## Start Excerpted text

The survey's volatile measure of business confidence declined 2 points to +2, having been much softer than conditions in recent months.
NAB said the February survey was based on a larger sample and was conducted well after the January holiday period when global investment markets were volatile. Forward orders, the most reliable indicator of domestic demand, slipped 4 points to -2 in the latest survey while the reading on employment held at +5.
The labour market has been one of the strongest sectors of an otherwise mixed economy, with the jobless rate declining steadily to a 6-1/2-year trough of 5 percent. "Leading indicators of the labour market will be important over the next few months as we assess the lags between output and employment," said NAB Group Chief Economist Alan Oster. Steep falls in home prices and a tightening of lending conditions by banks have combined with subdued wage growth and inflation to darken the outlook for the economy, which slowed sharply in the second half of 2018.

## End Excerpted text
## Start Supplied data

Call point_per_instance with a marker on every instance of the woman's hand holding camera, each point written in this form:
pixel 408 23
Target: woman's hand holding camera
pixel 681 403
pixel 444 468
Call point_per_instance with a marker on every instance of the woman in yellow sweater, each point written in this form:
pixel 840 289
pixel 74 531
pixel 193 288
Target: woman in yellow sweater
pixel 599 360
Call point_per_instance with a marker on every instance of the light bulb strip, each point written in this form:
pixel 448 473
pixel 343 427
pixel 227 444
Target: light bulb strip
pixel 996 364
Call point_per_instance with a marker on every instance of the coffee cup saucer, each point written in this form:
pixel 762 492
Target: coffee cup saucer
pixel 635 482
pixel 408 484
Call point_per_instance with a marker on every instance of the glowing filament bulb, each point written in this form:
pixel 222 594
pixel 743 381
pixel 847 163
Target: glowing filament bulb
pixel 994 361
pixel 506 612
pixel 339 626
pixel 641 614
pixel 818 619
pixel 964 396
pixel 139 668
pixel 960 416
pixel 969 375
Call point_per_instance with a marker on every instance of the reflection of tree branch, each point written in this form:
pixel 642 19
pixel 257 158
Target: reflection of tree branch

## End Supplied data

> _Objectives_:
(1) In the business survey excerpt, what reading did forward orders fall to?
(2) Explain the factors that the business survey excerpt gives for the darker outlook for the economy.
(3) Carry the business survey excerpt forward from its final sentence.
The rows have no connection to the business survey excerpt.

> _Expected responses_:
(1) Forward orders slipped 4 points to -2.

(2) Steep falls in home prices and tighter lending conditions from banks have combined with subdued wage growth and inflation. Together these have darkened the outlook for an economy that slowed sharply in the second half of 2018.

(3)
The central bank had touted the strength of business conditions as one reason for optimism so February's dour data will be unwelcome. It will also add to views a rate cut is needed to boost economic growth and inflation. Investors have already narrowed the odds on a cut in interest rates this year. RBA Governor Philip Lowe also tempered a long-held tightening bias last month and said an easing could be just as likely as a hike.
The February survey's measure of sales dipped 2 points to +8, while profitability stumbled 4 points to +1. Retail was again the worst performing sector while construction saw a particularly sharp decline in conditions.